■ TASK STATEMENT
Please put the lines starting at the one that contains "Indicate the red" and ending at the last line of the rows into a JSON list of strings, one string per line, with blank lines left out.

[Stored items]
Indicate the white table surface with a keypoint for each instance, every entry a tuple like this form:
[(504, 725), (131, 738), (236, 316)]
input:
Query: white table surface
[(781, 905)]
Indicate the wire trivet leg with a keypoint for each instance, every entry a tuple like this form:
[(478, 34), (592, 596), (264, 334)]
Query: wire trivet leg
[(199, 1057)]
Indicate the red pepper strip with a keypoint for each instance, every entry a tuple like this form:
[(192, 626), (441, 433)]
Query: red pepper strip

■ SOLUTION
[
  "Indicate the red pepper strip with a keypoint for each instance, every entry a tuple like this form:",
  "[(192, 626), (441, 433)]",
  "Query: red pepper strip"
]